## What you will do
Leaving out all images, return the entries below exactly.

## Task inputs
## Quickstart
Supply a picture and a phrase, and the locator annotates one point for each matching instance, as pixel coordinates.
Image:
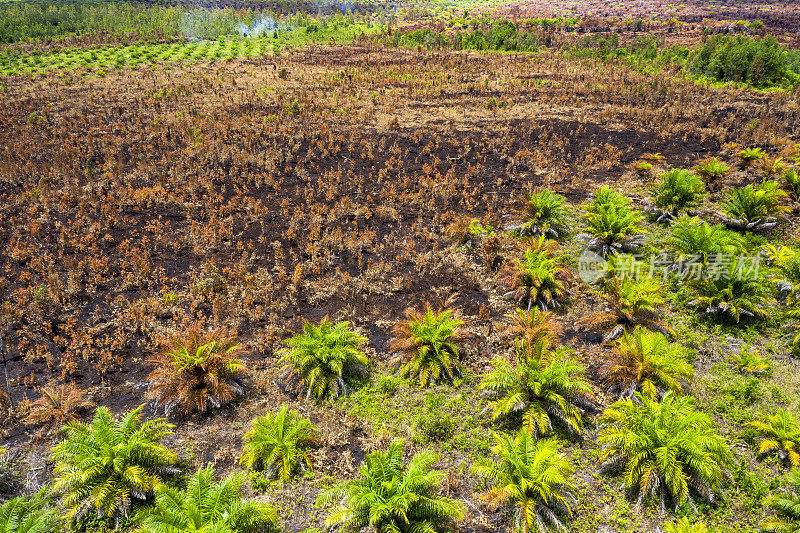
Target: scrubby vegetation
(427, 267)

## Answer below
## Quickstart
Supply a picture and a phrase, and the locator annotates one point for each matching instance, as pixel coordinates.
Image:
Target: scrubby vegetation
(427, 267)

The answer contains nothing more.